### ENTRIES PROVIDED
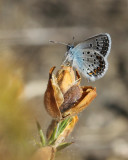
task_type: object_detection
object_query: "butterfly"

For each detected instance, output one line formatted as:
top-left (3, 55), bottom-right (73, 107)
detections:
top-left (50, 33), bottom-right (111, 81)
top-left (63, 33), bottom-right (111, 81)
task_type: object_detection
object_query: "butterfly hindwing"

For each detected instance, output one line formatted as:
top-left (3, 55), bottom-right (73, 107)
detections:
top-left (73, 49), bottom-right (108, 81)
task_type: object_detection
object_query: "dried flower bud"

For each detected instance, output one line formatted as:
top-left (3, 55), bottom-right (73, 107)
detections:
top-left (44, 66), bottom-right (96, 119)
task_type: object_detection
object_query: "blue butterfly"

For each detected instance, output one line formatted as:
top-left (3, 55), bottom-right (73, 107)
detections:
top-left (50, 33), bottom-right (111, 81)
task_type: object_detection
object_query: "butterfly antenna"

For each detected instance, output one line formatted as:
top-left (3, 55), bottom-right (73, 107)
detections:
top-left (49, 40), bottom-right (71, 47)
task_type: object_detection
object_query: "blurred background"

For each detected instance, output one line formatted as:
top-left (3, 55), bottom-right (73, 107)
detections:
top-left (0, 0), bottom-right (128, 160)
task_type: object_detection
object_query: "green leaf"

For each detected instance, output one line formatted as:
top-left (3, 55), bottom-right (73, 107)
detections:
top-left (57, 142), bottom-right (74, 151)
top-left (36, 121), bottom-right (46, 146)
top-left (48, 117), bottom-right (72, 145)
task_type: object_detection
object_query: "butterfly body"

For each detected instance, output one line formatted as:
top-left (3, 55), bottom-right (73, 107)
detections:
top-left (64, 33), bottom-right (111, 81)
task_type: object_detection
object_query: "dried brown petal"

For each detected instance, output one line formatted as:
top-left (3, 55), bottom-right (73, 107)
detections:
top-left (63, 87), bottom-right (97, 117)
top-left (60, 84), bottom-right (83, 113)
top-left (57, 66), bottom-right (75, 94)
top-left (44, 67), bottom-right (64, 118)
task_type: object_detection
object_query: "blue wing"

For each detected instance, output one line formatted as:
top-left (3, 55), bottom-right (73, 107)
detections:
top-left (72, 49), bottom-right (108, 81)
top-left (75, 33), bottom-right (111, 57)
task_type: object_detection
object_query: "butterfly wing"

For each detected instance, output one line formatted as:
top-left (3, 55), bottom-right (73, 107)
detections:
top-left (73, 49), bottom-right (108, 81)
top-left (75, 33), bottom-right (111, 57)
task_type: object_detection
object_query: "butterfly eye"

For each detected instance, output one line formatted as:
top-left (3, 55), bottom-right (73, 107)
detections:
top-left (65, 52), bottom-right (69, 56)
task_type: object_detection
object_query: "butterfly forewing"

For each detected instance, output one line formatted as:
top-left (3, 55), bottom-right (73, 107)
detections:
top-left (75, 33), bottom-right (111, 57)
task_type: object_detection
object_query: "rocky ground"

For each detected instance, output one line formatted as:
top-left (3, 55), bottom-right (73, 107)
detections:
top-left (0, 0), bottom-right (128, 160)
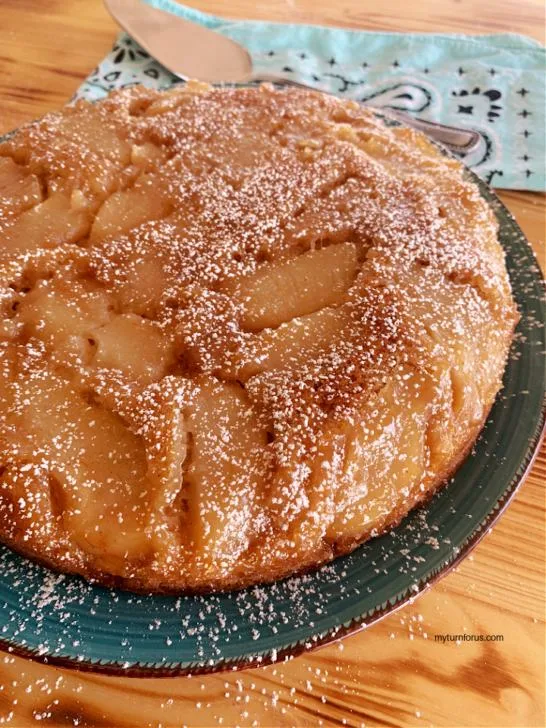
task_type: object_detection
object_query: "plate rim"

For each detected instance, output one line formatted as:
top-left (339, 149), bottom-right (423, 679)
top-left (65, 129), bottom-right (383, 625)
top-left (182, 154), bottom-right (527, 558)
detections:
top-left (0, 109), bottom-right (546, 678)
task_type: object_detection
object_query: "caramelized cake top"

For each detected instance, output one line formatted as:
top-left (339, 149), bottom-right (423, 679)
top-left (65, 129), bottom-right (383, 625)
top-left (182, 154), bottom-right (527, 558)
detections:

### WHAT THE EXERCISE ASKS
Count the lines in the material above that contain the string "butterfly", treating case as significant. Reply with only the number.

### PROBLEM SOLUTION
8